* _EXERCISE OBJECTIVE_: Copy out the rows below word for word, leaving out the pictures.

* _INFORMATION SHOWN_:
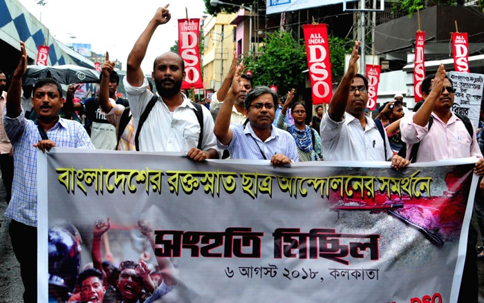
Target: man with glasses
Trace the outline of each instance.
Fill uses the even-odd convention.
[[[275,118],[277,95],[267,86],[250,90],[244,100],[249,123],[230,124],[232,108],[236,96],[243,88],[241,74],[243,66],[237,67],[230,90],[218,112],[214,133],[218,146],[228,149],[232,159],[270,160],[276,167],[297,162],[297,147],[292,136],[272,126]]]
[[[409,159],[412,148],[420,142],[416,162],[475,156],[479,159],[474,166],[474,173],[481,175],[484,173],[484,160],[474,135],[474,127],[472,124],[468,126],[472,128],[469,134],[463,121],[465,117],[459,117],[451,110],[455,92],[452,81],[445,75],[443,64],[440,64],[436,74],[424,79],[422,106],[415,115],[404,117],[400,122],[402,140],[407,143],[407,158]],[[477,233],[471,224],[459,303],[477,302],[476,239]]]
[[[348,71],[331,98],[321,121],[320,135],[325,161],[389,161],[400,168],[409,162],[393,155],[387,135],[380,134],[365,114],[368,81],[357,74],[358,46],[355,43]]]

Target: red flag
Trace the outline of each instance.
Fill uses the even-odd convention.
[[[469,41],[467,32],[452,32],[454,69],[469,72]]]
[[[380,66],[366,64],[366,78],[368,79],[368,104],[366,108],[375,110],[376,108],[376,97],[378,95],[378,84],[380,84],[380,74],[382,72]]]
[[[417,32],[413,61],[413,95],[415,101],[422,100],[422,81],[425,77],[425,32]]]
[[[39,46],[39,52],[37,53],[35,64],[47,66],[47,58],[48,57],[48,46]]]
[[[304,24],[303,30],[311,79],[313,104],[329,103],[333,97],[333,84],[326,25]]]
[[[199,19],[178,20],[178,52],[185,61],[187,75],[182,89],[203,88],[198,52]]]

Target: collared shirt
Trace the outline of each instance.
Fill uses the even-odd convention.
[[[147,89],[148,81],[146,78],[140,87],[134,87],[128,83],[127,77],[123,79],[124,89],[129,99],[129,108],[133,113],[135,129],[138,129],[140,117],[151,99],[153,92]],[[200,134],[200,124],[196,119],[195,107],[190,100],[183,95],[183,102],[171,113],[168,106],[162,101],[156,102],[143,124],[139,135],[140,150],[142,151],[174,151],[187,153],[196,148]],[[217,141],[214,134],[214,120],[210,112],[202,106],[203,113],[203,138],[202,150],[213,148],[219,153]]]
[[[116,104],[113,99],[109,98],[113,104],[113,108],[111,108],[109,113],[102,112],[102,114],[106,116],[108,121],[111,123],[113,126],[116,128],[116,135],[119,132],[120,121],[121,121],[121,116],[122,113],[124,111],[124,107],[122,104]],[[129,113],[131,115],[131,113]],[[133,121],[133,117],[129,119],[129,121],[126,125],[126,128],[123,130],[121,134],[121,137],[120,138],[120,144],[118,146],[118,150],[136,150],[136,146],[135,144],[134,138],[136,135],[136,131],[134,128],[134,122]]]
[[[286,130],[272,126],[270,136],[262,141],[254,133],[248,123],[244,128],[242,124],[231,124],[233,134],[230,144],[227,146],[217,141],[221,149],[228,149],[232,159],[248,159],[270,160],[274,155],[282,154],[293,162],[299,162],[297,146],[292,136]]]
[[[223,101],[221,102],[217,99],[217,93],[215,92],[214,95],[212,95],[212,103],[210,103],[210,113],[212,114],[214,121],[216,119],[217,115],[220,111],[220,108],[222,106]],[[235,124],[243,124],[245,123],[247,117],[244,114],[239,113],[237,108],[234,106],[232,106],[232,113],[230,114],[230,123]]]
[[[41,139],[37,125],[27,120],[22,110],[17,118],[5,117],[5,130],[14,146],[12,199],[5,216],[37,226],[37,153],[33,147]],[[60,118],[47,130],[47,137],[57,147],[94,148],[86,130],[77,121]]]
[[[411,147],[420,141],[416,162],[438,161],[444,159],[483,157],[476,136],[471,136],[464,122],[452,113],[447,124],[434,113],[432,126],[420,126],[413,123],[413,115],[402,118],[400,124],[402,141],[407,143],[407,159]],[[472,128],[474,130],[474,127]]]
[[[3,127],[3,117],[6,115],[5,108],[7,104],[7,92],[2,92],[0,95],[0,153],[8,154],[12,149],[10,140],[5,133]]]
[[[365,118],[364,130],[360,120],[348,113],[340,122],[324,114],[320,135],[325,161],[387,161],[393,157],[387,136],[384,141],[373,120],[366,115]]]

* _RESULT_:
Target: man with glasses
Trace the outline of each instance.
Fill uses the even-odd convention.
[[[275,118],[277,95],[267,86],[250,90],[244,100],[249,123],[230,124],[232,108],[236,96],[243,88],[241,74],[243,66],[237,67],[230,90],[218,112],[214,133],[218,146],[228,149],[232,159],[270,160],[276,167],[297,162],[297,147],[292,136],[272,126]]]
[[[409,159],[412,148],[420,142],[416,162],[475,156],[479,159],[474,166],[474,173],[481,175],[484,173],[484,160],[474,135],[474,127],[472,124],[468,126],[472,128],[469,134],[463,121],[465,117],[459,117],[451,110],[455,92],[452,81],[445,75],[443,64],[440,64],[436,74],[424,79],[422,106],[415,115],[404,117],[400,122],[402,140],[407,143],[407,158]],[[477,233],[471,224],[459,303],[477,302],[476,239]]]
[[[348,71],[331,98],[321,121],[320,135],[325,161],[389,161],[400,168],[409,162],[393,155],[387,135],[380,134],[365,114],[368,81],[357,74],[358,46],[355,43]]]

Target: red flag
Trace the outline of each instance.
Fill uses the even-odd convention.
[[[469,41],[467,32],[452,32],[454,69],[469,72]]]
[[[380,66],[366,64],[366,78],[368,79],[368,104],[366,108],[375,110],[376,108],[376,97],[378,95],[378,84],[380,84],[380,74],[382,72]]]
[[[417,32],[413,61],[413,95],[415,101],[422,100],[422,81],[425,77],[425,32]]]
[[[39,46],[39,52],[37,53],[35,64],[47,66],[47,58],[48,57],[48,46]]]
[[[304,24],[303,30],[311,79],[313,104],[329,103],[333,97],[333,84],[326,25]]]
[[[199,19],[178,20],[178,52],[185,61],[187,75],[182,89],[203,88],[198,52]]]

Target: collared shirt
Trace the outline of each instance.
Fill uses the even-odd convention.
[[[147,89],[148,81],[146,78],[140,87],[134,87],[128,83],[127,77],[123,79],[124,89],[129,99],[129,108],[133,113],[135,129],[138,129],[140,117],[151,99],[153,92]],[[200,134],[200,124],[196,119],[195,107],[190,100],[183,95],[183,102],[171,113],[168,106],[162,101],[156,102],[143,124],[139,135],[140,150],[142,151],[174,151],[187,153],[196,148]],[[217,141],[214,134],[214,120],[210,112],[202,106],[203,113],[203,138],[202,150],[213,148],[219,153]]]
[[[116,104],[113,99],[109,98],[113,104],[113,108],[111,108],[109,113],[102,112],[102,114],[106,116],[108,121],[111,123],[113,126],[116,128],[116,135],[119,132],[120,121],[121,121],[121,116],[122,113],[124,111],[124,107],[122,104]],[[129,113],[131,115],[131,113]],[[133,121],[133,117],[129,119],[129,121],[126,125],[126,128],[123,130],[121,134],[121,137],[120,138],[120,144],[118,146],[118,150],[136,150],[136,146],[135,144],[134,138],[136,135],[136,131],[134,128],[134,122]]]
[[[286,130],[272,126],[270,136],[262,141],[254,133],[248,123],[244,128],[242,124],[231,124],[233,134],[230,144],[227,146],[217,141],[221,149],[228,149],[232,159],[248,159],[270,160],[274,155],[282,154],[293,162],[299,162],[297,146],[292,136]]]
[[[223,101],[221,102],[217,99],[217,93],[215,92],[214,95],[212,95],[212,103],[210,103],[210,113],[212,114],[214,121],[216,119],[217,115],[220,111],[220,108],[222,106]],[[235,124],[243,124],[245,123],[247,117],[244,114],[239,113],[237,108],[234,106],[232,106],[232,113],[230,114],[230,123]]]
[[[41,139],[37,125],[27,120],[22,110],[17,118],[5,117],[5,130],[14,146],[12,199],[5,216],[37,226],[37,153],[33,147]],[[60,118],[47,130],[47,137],[57,147],[94,148],[86,130],[77,121]]]
[[[411,147],[420,141],[416,162],[438,161],[444,159],[483,157],[476,136],[471,136],[464,122],[452,113],[447,124],[434,113],[432,126],[420,126],[413,123],[413,115],[402,118],[400,124],[402,141],[407,143],[407,159]],[[472,128],[474,130],[474,127]]]
[[[3,127],[3,117],[6,115],[5,108],[7,104],[7,92],[2,92],[0,95],[0,153],[8,154],[12,149],[10,140],[5,133]]]
[[[365,118],[364,130],[360,120],[348,113],[340,122],[324,114],[320,135],[325,161],[387,161],[393,157],[387,136],[384,141],[373,120],[366,115]]]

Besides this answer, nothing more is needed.